◆ TASK PROMPT: Lift every line from the entries that includes the word "arched".

◆ ◆ ◆ ◆

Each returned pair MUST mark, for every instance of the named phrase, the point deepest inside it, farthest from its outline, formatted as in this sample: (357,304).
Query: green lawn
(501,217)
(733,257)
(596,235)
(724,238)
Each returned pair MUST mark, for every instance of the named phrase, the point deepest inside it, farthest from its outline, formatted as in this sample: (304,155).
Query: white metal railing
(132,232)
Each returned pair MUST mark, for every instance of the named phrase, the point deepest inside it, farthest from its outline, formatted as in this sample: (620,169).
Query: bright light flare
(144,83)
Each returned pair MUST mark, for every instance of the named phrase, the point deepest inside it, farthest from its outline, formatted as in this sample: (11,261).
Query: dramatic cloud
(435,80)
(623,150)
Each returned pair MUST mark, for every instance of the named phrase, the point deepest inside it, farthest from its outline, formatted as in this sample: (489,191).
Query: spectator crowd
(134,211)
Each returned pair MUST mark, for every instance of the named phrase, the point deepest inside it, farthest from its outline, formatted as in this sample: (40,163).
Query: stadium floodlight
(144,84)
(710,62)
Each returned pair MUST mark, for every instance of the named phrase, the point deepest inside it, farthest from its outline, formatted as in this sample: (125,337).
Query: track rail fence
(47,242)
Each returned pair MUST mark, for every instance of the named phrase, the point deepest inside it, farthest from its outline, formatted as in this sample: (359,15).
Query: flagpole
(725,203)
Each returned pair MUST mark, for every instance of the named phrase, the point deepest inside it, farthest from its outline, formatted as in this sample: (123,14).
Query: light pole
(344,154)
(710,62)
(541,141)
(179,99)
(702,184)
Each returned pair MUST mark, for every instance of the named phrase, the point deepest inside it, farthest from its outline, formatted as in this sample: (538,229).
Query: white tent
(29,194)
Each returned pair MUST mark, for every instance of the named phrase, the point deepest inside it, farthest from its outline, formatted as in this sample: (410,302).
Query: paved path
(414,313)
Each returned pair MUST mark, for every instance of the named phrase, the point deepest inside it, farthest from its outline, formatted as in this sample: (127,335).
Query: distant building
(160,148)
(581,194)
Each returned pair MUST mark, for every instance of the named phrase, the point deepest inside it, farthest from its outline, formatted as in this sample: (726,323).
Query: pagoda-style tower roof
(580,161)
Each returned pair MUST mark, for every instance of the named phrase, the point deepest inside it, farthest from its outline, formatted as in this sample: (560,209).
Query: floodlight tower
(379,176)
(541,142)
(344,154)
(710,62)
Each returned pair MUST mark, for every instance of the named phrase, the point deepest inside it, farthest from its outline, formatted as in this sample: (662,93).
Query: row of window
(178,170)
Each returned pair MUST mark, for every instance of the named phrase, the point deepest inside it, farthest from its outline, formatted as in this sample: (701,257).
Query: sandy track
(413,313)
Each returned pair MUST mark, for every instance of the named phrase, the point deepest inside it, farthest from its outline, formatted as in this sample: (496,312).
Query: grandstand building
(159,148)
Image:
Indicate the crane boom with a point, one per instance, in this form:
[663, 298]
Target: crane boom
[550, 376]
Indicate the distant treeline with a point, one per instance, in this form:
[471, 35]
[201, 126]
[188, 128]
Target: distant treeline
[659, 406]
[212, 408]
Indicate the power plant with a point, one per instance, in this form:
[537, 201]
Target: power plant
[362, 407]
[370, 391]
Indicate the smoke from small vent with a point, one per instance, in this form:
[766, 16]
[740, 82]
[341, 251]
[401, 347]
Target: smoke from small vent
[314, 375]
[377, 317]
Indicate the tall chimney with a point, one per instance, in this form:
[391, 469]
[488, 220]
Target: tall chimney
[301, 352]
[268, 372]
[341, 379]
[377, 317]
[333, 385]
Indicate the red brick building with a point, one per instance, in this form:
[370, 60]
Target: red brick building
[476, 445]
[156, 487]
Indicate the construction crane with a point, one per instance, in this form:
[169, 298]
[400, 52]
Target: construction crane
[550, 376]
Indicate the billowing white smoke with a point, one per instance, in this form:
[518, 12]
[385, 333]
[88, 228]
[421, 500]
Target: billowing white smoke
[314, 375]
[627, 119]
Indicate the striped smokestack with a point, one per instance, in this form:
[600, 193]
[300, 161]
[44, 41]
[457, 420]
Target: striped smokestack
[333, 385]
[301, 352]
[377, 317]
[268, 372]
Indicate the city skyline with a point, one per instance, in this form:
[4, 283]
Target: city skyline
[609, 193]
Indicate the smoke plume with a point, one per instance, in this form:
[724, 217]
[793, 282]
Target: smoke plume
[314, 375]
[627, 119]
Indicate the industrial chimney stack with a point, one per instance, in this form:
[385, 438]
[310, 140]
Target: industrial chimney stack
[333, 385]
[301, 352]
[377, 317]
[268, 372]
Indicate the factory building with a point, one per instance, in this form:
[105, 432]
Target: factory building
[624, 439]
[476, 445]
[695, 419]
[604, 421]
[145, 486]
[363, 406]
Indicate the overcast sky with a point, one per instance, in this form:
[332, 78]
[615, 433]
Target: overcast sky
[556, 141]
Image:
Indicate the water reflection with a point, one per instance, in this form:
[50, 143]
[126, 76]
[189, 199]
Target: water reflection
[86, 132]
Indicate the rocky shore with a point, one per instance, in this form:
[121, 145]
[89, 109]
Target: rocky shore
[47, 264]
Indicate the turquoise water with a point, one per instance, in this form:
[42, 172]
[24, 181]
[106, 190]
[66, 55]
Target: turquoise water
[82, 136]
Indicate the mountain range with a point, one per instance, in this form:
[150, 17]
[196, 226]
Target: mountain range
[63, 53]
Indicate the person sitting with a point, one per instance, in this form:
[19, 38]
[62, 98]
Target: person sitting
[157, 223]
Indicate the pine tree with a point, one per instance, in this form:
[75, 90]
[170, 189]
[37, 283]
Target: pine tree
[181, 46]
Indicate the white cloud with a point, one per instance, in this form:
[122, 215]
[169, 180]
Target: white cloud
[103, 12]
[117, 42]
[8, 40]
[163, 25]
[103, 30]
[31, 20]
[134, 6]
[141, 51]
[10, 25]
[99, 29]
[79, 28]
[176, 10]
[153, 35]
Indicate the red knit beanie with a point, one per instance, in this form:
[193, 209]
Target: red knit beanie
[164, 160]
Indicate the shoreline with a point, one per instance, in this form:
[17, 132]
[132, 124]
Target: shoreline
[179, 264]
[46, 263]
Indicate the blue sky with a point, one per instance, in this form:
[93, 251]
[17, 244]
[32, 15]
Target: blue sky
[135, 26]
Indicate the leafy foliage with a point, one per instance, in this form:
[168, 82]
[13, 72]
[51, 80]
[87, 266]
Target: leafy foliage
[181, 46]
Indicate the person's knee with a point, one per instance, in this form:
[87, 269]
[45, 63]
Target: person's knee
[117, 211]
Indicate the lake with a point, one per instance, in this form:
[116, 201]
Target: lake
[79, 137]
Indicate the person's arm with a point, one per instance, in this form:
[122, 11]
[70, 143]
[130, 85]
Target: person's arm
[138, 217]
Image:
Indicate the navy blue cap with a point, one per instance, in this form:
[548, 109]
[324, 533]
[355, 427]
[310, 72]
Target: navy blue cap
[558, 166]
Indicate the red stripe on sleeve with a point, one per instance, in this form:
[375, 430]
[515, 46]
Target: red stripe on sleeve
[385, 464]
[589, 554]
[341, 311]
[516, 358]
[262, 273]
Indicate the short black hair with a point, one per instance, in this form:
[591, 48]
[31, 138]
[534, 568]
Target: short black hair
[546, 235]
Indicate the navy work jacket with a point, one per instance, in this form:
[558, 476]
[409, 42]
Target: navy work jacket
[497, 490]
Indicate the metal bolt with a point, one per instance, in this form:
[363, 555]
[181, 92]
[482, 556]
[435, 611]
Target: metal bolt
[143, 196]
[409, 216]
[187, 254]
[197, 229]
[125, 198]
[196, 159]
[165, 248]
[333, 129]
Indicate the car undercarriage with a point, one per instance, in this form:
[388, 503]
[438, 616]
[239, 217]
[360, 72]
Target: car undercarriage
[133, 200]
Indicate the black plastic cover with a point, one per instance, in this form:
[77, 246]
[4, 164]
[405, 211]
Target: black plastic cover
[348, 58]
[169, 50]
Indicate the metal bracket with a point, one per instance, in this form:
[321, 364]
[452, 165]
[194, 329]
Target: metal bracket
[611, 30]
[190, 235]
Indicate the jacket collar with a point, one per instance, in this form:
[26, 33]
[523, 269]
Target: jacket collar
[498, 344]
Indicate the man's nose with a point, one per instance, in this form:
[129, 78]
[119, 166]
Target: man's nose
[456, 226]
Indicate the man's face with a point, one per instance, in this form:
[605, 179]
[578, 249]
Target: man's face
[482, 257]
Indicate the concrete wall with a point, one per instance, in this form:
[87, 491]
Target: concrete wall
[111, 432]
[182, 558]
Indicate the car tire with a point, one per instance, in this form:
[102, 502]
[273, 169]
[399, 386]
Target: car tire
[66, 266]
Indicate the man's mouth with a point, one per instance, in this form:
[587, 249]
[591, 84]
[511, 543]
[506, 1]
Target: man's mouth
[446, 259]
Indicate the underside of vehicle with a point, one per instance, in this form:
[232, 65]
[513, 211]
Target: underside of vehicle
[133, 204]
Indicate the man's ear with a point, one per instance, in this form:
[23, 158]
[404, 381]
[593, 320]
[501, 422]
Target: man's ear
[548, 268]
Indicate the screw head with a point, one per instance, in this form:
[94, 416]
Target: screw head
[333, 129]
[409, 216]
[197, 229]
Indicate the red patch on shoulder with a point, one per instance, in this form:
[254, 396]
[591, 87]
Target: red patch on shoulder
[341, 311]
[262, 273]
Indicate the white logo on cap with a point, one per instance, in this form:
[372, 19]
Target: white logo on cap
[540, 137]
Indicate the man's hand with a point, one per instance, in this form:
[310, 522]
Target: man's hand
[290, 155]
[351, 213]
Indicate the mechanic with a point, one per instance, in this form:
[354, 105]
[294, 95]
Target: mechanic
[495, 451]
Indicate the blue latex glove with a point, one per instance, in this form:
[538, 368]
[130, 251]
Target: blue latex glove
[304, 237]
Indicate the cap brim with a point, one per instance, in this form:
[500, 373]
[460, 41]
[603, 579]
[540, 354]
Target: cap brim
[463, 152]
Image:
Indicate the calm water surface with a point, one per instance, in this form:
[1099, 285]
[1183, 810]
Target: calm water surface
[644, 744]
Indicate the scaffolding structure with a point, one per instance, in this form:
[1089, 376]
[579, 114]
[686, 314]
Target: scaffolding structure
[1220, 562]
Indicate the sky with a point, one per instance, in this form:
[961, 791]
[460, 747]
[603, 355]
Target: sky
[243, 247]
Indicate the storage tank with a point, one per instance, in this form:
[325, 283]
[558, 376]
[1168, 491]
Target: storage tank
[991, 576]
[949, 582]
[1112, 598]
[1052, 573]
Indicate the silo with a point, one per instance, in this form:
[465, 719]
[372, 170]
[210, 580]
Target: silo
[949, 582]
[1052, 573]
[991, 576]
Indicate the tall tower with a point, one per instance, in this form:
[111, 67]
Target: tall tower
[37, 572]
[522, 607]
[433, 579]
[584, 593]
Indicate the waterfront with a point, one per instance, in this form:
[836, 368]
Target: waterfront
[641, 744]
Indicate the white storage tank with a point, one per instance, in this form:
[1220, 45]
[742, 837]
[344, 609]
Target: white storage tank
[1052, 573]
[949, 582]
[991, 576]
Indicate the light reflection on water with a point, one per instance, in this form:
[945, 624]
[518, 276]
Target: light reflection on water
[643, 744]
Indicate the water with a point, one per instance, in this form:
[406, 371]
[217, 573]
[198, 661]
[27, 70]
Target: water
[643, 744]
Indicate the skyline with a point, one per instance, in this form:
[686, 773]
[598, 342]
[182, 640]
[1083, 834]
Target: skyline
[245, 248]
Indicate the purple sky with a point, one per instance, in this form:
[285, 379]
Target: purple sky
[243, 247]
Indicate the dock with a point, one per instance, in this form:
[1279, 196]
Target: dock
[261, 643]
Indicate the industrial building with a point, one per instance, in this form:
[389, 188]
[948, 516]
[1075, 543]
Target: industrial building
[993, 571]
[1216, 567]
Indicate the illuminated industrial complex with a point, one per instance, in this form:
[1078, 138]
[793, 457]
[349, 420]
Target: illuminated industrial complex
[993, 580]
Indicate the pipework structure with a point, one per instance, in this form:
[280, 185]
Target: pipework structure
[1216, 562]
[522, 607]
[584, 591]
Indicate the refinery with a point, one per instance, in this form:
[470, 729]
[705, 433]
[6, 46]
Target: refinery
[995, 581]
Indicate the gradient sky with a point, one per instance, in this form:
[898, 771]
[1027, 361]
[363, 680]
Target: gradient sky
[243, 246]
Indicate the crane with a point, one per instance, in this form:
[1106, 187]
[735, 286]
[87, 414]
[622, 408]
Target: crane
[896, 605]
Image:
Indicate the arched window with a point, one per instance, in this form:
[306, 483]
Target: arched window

◆ ◆ ◆ ◆

◆ EXERCISE SOLUTION:
Indicate the arched window with a point, one per instance, in this form:
Target: arched window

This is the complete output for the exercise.